Task to complete — Take the line that contains "Pin a point on every instance of the altar steps" and each line after it in the material below, and transcribe them exactly, stopping at the end.

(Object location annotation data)

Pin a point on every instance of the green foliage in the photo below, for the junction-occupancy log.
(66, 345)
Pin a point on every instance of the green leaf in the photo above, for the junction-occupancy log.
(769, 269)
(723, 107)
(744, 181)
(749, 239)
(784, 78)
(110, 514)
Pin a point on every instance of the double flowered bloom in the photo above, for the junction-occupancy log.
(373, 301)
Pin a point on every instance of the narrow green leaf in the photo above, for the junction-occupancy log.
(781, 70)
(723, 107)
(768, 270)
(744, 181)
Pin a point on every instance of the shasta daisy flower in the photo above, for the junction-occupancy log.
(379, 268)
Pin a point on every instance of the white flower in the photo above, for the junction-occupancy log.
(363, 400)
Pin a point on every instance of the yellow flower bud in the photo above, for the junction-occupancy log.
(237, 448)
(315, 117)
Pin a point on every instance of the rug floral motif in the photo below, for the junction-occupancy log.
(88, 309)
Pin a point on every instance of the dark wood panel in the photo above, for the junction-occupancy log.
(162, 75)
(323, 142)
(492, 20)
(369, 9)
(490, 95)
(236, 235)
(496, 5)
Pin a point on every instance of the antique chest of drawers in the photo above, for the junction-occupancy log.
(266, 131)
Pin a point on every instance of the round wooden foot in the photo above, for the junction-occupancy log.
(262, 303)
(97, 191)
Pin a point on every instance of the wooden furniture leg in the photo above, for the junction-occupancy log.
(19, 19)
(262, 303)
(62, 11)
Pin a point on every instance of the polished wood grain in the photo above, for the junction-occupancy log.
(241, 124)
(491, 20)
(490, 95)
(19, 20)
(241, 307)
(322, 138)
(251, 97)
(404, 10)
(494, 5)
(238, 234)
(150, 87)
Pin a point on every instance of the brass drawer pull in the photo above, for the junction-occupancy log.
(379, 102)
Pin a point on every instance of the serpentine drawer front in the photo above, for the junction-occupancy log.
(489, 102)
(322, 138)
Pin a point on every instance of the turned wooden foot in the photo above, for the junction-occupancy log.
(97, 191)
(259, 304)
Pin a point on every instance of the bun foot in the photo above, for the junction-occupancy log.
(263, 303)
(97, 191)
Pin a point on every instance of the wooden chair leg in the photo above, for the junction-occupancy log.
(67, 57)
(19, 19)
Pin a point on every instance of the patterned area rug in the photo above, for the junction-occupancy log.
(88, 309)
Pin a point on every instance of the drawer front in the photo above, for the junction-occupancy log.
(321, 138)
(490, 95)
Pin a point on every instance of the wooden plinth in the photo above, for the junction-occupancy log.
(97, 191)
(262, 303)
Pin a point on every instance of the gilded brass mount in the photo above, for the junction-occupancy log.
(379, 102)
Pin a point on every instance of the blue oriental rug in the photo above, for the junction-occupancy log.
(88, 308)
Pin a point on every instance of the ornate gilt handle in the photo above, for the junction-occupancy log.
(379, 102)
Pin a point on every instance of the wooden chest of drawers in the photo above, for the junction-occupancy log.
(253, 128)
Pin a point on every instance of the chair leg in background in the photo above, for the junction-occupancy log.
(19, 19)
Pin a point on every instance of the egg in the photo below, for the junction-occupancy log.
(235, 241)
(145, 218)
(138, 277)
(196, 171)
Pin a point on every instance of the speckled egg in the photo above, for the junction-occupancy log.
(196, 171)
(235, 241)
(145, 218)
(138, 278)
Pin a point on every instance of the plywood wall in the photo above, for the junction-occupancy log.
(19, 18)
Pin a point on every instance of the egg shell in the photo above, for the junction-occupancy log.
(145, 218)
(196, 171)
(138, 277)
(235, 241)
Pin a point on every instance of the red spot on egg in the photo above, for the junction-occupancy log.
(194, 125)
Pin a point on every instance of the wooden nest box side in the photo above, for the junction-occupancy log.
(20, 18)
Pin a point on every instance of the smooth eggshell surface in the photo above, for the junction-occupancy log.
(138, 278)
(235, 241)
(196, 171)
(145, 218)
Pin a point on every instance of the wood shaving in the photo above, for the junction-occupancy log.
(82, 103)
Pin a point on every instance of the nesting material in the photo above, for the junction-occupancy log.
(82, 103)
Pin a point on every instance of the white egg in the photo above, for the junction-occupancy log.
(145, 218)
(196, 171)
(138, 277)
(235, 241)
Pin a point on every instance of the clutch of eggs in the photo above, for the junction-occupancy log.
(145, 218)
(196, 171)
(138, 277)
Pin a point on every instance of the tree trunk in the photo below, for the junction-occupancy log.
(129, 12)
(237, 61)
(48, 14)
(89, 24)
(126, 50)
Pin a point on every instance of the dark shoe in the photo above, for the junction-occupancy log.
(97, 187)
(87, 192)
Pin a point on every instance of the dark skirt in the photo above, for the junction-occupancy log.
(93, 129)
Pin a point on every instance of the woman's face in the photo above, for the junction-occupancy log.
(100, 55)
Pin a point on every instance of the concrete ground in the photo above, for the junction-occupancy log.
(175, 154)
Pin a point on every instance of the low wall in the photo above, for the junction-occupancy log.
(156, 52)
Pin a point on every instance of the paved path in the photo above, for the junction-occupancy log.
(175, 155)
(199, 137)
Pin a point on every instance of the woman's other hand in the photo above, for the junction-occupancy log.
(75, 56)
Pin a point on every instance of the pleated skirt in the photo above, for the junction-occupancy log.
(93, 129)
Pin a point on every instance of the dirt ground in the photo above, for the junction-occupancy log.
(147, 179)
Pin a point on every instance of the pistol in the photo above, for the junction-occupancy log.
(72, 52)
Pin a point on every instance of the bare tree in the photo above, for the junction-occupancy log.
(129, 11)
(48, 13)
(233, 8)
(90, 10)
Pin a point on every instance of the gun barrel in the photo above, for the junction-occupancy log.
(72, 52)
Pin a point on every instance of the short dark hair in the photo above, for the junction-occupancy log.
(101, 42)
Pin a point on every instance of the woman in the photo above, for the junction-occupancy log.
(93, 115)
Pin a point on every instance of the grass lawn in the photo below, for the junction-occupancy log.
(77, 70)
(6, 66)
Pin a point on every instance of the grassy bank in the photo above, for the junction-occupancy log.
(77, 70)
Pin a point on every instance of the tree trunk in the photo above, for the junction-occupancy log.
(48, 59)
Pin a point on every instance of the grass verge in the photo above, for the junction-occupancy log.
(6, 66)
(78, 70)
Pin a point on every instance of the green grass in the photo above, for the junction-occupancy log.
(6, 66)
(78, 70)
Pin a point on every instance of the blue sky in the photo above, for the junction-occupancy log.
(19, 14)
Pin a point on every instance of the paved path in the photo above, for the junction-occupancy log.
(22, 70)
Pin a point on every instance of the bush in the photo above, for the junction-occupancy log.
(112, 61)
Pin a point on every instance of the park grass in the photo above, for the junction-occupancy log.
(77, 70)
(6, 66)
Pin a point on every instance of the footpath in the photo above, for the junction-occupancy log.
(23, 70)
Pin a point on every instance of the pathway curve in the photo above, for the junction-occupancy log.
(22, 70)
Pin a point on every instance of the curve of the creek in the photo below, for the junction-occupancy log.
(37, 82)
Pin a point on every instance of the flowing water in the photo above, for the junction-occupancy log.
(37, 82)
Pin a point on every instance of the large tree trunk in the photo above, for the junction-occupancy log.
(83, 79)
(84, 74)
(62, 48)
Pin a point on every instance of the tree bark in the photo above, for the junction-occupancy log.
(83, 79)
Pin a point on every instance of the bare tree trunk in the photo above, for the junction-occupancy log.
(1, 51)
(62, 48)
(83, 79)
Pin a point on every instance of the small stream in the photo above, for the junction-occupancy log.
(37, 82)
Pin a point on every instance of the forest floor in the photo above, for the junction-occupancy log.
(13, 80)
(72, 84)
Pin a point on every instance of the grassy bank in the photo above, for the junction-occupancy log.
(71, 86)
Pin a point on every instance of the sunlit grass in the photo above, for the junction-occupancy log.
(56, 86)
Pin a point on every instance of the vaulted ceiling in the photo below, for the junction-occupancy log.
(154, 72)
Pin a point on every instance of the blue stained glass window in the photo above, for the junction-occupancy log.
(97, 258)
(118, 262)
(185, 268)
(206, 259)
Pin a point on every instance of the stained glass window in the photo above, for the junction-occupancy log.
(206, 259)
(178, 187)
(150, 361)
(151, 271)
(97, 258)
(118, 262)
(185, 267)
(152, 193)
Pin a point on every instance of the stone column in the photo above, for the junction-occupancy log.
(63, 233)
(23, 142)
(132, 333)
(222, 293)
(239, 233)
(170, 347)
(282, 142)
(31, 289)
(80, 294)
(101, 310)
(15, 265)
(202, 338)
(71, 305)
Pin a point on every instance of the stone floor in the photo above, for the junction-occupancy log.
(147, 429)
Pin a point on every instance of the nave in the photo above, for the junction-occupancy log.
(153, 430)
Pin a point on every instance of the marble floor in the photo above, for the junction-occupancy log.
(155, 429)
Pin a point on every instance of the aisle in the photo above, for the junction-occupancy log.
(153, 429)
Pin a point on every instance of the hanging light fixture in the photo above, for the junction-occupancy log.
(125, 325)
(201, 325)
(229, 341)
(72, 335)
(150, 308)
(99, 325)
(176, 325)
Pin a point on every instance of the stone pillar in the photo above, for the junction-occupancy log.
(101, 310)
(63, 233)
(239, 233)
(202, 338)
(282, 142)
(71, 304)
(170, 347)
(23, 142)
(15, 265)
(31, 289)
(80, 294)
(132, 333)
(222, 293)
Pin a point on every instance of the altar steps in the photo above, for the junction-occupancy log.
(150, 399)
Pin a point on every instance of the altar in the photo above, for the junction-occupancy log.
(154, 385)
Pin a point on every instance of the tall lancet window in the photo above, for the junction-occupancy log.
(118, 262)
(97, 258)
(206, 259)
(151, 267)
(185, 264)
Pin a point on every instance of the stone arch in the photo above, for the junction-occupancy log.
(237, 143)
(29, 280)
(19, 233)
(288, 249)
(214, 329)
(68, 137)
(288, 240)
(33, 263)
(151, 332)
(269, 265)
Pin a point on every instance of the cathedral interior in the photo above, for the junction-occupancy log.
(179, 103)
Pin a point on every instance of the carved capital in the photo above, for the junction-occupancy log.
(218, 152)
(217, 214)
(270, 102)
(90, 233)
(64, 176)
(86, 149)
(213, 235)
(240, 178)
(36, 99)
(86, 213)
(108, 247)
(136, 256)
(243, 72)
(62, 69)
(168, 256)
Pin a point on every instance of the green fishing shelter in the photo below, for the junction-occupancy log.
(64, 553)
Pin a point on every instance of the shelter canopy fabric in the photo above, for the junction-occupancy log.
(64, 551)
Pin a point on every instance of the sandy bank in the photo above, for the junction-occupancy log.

Exercise solution —
Pin a point on every instance of the altar steps in the photo above, for the junction-occupancy log.
(150, 399)
Pin a point on every instance of the altar in the photo above, for the junction-occupancy log.
(154, 385)
Pin a point on every instance of the tall lancet window in the photo above, for the junction-occupancy log.
(118, 262)
(97, 258)
(206, 259)
(151, 267)
(185, 264)
Pin a point on every instance of the stone arch in the photo above, for the junction-occupancy log.
(237, 143)
(29, 280)
(19, 233)
(288, 249)
(214, 329)
(68, 137)
(288, 240)
(33, 263)
(151, 332)
(269, 265)
Pin a point on every instance of the cathedral interior in the photo above, for the junction-occupancy log.
(179, 103)
Pin a point on every instance of the carved capital in the photo above, for the junction-occupancy log.
(218, 152)
(217, 214)
(270, 102)
(90, 233)
(64, 176)
(86, 149)
(213, 235)
(240, 178)
(36, 99)
(86, 213)
(108, 247)
(136, 256)
(243, 72)
(62, 69)
(168, 256)
Pin a point on every instance of the green fishing shelter in the photo below, for the junction-occupancy log.
(64, 553)
Pin a point on every instance of the shelter canopy fabric in the photo above, for the junction-occupancy log.
(64, 551)
Pin a point on every instance of the sandy bank in the photo above, for the junction-occupancy log.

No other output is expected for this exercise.